* _OBJECTIVE 1_
Show each line in the records that contains the string "curtain".

* _EXCERPT_
-------------------------

Peter Mondavi, Jr., Charles Krug Winery

Peter Mondavi, Jr.

Oldest Winery

Editors’ Note

As the third generation member of the family who owns and operates C. Mondavi & Family, Peter Mondavi, Jr. now leads the Charles Krug Winery. He attended Stanford University, where he earned a B.S. in Mechanical Engineering and an M.S. in Engineering Management, and then an M.B.A. He is a member of numerous wine-related organizations, including The Wine & Food Society of San Francisco and the American Society for Enology and Viticulture.

Winery Brief

The oldest winery in the Napa Valley was founded in 1861 by Charles Krug. After his death in 1892, James Moffitt purchased the winery in 1895, holding it in proprietorship through prohibition. By 1943, he sold the winery to Italian immigrants Cesare and Rosa Mondavi. When Cesare died in 1959, Rosa was named President. Their sons, Robert and Peter, worked at the helm of the winery until 1966, when Robert left the winery to begin construction of his own winery. In 1976, Peter became President of the Charles Krug Winery upon the death of his mother Rosa. Since the early 1980s, Peter’s two sons, Marc and Peter Jr., have assumed major roles at Charles Krug Winery (charleskrug.com). Peter Mondavi, Sr. remains active in the day-to-day winery operation and, with his sons, is dedicated to producing the best Bordeaux-style wines in the Napa Valley. They embarked on a nine-year, $25.6-million investment program in 1999. Sustainable farming methods are now employed in the vineyards and state-of-the-art winemaking equipment is in place at the winery.

What is the heritage of the Charles Krug Winery and how has the brand evolved?

It has evolved considerably, but that’s partly due to the fact that the whole U.S. wine industry, including Napa Valley, has evolved.

-------------------------

* _RECORDS FOR THE TASK_
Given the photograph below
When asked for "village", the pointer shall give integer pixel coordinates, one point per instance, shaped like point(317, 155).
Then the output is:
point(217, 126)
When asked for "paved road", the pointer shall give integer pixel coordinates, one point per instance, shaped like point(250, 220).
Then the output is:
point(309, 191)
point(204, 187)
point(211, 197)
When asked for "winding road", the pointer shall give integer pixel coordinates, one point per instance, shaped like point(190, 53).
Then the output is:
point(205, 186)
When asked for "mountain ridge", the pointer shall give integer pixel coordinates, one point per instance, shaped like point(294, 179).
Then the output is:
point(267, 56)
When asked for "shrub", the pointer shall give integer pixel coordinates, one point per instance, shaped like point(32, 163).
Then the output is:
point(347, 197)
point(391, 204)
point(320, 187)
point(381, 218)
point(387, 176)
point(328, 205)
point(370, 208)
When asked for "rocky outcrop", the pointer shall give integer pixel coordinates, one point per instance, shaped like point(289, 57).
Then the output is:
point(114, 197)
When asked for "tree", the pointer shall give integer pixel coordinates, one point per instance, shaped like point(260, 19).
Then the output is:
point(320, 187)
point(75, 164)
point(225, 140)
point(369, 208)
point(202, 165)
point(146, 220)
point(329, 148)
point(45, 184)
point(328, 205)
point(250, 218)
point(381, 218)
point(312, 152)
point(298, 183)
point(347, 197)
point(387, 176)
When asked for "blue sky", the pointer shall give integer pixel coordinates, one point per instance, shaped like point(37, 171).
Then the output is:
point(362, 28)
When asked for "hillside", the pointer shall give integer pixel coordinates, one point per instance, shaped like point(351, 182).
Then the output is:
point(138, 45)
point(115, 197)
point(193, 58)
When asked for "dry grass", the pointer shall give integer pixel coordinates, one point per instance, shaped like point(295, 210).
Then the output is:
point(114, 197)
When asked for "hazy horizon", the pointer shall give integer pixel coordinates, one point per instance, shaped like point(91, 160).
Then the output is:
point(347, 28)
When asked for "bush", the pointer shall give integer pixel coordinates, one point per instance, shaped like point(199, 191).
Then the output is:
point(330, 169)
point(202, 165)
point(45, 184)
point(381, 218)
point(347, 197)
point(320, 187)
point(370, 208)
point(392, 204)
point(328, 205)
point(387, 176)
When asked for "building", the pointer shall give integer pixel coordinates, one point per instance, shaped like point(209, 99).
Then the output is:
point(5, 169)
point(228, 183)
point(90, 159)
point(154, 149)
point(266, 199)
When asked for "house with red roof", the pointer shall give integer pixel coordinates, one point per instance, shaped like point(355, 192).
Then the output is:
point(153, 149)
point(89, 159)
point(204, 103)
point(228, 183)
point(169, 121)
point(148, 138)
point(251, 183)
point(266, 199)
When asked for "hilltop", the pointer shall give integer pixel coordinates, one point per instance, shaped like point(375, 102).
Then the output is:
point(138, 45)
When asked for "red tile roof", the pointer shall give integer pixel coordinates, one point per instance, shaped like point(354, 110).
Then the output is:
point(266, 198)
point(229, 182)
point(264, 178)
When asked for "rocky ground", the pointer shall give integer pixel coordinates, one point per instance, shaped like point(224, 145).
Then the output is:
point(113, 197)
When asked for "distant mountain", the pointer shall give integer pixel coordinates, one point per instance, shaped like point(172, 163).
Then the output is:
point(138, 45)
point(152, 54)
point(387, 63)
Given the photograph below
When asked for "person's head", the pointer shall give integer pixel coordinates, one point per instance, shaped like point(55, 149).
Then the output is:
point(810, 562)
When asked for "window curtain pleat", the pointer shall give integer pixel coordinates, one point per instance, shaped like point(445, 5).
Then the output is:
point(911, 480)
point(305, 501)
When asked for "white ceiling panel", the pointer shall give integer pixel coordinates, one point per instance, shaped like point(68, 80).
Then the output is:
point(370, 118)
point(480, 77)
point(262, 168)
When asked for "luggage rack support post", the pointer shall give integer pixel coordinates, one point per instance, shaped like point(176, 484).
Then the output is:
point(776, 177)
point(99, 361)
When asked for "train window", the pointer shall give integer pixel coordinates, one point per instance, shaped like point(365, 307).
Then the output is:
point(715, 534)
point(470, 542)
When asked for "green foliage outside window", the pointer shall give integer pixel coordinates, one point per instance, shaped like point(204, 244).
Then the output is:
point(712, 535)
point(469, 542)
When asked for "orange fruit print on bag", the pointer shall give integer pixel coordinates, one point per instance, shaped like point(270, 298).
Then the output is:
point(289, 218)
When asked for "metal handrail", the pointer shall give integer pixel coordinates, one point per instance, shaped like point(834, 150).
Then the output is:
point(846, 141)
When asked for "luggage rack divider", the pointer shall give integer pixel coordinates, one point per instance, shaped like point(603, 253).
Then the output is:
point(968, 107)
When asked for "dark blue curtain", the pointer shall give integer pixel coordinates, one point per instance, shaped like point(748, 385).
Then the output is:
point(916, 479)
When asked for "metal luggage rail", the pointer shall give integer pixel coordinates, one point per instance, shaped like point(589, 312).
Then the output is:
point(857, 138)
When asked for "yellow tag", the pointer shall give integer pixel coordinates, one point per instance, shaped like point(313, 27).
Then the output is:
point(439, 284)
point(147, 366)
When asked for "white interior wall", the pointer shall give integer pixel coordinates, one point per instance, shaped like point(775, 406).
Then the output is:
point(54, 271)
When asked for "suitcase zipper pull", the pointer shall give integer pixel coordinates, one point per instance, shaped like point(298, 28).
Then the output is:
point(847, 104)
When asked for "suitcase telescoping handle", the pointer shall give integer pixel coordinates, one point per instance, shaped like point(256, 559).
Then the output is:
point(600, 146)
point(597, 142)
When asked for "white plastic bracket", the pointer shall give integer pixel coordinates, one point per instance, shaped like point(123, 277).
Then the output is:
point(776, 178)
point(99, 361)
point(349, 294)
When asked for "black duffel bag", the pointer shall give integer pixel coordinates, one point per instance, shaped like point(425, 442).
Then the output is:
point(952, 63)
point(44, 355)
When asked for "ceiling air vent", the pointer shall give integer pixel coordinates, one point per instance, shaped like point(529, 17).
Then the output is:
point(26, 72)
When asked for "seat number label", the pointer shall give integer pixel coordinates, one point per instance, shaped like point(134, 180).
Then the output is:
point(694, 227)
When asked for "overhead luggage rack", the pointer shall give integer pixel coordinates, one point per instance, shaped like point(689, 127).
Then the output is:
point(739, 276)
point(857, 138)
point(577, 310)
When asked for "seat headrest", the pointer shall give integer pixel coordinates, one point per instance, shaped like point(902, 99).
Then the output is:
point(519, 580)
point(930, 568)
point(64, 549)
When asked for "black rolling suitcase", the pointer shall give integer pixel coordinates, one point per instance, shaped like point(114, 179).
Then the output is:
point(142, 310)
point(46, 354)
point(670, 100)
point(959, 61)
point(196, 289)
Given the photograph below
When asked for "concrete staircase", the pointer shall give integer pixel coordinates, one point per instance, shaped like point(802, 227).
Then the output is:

-------------------------

* _OBJECTIVE 2_
In the Charles Krug Winery profile, what reason does the answer give for why the brand has changed so much?

* _COMPLETE RESPONSE 1_
When asked for "window curtain pleat", the pointer shall give integer pixel coordinates, one point per instance, shaped like point(445, 5).
When asked for "dark blue curtain", the pointer shall give integer pixel coordinates, one point per instance, shaped like point(748, 385).

* _COMPLETE RESPONSE 2_
The brand has evolved considerably partly because the whole U.S. wine industry, including Napa Valley, has evolved.